Ever since the Secretary of Health Services announced that 50% of all Medicare payments would be made using the value-based care model by 2018, all healthcare costs have been on the rise. For those that have still not integrated this model, it has been a challenge to keep up and fully transition. For others that have already transitioned, some barriers have been encountered, like lack of resources. To better understand how your agency or facility can deliver value-based care, let’s first define what it is and how it affects you.
Value-based care determines the way that many health care providers are now paid. The primary payment method in the past was fee per service, but now the Centers for Medicare and Medicaid Services (CMS) reward providers based on the quality of care they provide their patients. Value-based programs focus on specific performance measures that help indicate the quality and efficiency of the care provided.
Because the CMS pays providers based on the quality and value of care, they can penalize providers if procedures don’t meet their standards and measures or if there are any medical errors. As the health industry continues to shift to value-based programs – the Patient-Driven Groupings Model (PDGM) in home care and the Patient-Driven Payment Model (PDPM) in skilled nursing – it is essential to implement new strategies and technologies in the financial and clinical settings to ensure success.
Human resources professionals and managers need their approaches to be aligned with these concepts so that great quality care can be provided. To ensure your organization’s success, consider promoting, recruiting, and training staff for the new transition.
Each value-based care program requires different processes and skills. Work with your staff, starting with clinical and administrative leaders, to determine if hiring additional employees is necessary to meet the needs of your value-based program. When hiring new talent, you want to make sure that you hire for expertise. Keep in mind that your new hires should possess the skills to keep up with the changing clinical environment. For example, you might need to hire more caregivers or nurses that possess particular skills, like adaptability, to help your organization make the change.
Once you have selected the right candidates, you want to make sure you keep them for a long time. That is why your onboarding process should be on point. Based on the Society for Human Resources Management, onboarding is a crucial time to woo your new employees and leave them with a lasting impression. If you start off with a great onboarding experience, 69% of your employees are more likely to stay with you for three years (SHRM).
Your new hires may be excellent, but you also want to sharpen your whole team, as they are your best asset to help you successfully transition to PDGM or PDPM. It’s imperative for you to work with your staff to help identify what needs there are and to prepare training and education programs that target the skills required for your value-based program. By having training and education programs, you will be able to cover any gaps. For example, consider offering training and education to all of your departments and locations on the topic of a continuum of care.
It takes your whole organization to successfully transition; therefore, a workplace culture that rewards innovation and collaboration is best. To deliver great and innovative care, you should empower your staff and reward all that make efforts to improve and work together.
As Richard Branson once said, “Clients do not come first. Employees come first. If you take care of your employees, they will take care of the clients.” Whether your organization has fully transitioned or is in the process of transitioning to value-based care, don’t underestimate how human resources can help you succeed!

= = = = =

Required action 1
Write out the value-based care passage from "Because the CMS" up to and including "to ensure success.".
Required action 2
According to the value-based care passage, what was the primary payment method for health care providers in the past?
Required action 3
List the three actions the value-based care passage advises organizations to consider regarding staff for the new transition.
The data have no connection to the value-based care passage.

= = = = =

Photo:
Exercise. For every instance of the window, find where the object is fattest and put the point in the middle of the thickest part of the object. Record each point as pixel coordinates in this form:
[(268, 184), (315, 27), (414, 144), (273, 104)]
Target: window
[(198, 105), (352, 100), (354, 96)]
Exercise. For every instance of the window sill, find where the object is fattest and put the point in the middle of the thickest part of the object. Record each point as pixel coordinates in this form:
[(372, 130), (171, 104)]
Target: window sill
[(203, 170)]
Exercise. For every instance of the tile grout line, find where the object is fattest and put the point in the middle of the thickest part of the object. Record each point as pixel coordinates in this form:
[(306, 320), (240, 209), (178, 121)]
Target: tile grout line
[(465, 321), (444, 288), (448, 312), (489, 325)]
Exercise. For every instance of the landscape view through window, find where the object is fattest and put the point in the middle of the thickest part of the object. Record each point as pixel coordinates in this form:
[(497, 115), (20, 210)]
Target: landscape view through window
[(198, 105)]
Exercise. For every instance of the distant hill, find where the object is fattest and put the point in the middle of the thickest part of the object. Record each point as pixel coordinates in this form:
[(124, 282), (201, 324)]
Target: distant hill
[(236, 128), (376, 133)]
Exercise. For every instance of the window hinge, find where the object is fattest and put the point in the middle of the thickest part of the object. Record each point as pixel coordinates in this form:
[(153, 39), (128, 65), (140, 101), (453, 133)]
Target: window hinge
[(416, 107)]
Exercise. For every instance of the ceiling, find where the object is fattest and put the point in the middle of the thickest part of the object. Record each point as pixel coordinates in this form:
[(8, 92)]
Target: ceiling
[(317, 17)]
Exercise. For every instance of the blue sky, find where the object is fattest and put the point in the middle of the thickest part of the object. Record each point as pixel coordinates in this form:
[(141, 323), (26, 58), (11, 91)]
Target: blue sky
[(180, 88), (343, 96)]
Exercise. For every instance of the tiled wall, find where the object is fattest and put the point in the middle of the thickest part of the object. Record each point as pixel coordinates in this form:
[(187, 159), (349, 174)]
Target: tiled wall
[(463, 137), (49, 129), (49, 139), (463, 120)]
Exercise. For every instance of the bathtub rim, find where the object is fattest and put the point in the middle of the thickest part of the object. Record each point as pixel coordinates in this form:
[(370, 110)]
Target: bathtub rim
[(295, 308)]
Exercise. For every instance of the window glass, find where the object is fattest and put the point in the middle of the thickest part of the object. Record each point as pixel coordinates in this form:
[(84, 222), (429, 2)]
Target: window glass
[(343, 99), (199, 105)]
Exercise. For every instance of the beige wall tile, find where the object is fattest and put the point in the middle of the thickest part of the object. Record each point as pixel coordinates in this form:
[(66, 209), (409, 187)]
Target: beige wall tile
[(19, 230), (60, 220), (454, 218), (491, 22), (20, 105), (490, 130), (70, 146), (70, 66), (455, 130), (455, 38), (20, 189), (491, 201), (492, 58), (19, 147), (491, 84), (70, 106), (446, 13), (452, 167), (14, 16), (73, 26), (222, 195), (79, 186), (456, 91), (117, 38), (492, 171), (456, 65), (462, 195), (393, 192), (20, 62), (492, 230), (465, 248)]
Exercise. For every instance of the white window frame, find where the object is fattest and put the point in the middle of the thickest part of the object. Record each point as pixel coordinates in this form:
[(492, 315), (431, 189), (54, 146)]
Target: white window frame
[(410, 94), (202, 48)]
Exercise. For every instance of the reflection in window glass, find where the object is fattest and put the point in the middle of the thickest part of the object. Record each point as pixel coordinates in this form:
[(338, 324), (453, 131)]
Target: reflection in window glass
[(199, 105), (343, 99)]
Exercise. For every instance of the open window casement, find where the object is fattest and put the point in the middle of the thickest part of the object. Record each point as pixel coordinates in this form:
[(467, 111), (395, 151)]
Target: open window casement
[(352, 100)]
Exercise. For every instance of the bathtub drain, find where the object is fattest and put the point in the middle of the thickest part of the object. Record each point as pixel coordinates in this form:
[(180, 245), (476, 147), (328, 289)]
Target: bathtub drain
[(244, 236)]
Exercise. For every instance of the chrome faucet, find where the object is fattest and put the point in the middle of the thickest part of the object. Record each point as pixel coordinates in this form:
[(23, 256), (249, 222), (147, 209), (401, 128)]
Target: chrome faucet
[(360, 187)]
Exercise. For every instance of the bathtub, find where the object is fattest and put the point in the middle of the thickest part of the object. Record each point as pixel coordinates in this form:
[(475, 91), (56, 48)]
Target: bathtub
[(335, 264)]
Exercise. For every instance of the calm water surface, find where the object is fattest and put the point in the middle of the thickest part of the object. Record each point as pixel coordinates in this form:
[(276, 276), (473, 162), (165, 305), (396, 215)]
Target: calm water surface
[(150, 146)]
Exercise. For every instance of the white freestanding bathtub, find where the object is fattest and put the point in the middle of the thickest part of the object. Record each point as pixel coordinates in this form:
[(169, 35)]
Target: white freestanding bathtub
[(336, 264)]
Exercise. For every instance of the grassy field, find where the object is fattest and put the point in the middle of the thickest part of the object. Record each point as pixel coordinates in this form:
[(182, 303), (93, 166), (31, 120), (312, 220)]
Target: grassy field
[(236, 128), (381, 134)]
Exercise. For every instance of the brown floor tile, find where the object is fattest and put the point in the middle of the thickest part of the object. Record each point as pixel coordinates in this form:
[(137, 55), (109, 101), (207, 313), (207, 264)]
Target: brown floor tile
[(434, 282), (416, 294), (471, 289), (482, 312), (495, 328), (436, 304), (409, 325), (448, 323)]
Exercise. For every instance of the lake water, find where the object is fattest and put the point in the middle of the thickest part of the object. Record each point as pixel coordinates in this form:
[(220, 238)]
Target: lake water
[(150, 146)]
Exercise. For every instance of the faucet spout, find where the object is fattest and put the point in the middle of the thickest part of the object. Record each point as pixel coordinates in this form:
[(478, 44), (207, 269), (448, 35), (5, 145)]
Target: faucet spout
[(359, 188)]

= = = = =

Output 1
Because the CMS pays providers based on the quality and value of care, they can penalize providers if procedures don’t meet their standards and measures or if there are any medical errors. As the health industry continues to shift to value-based programs – the Patient-Driven Groupings Model (PDGM) in home care and the Patient-Driven Payment Model (PDPM) in skilled nursing – it is essential to implement new strategies and technologies in the financial and clinical settings to ensure success.

Output 2
Fee per service.

Output 3
Promoting, recruiting, and training staff.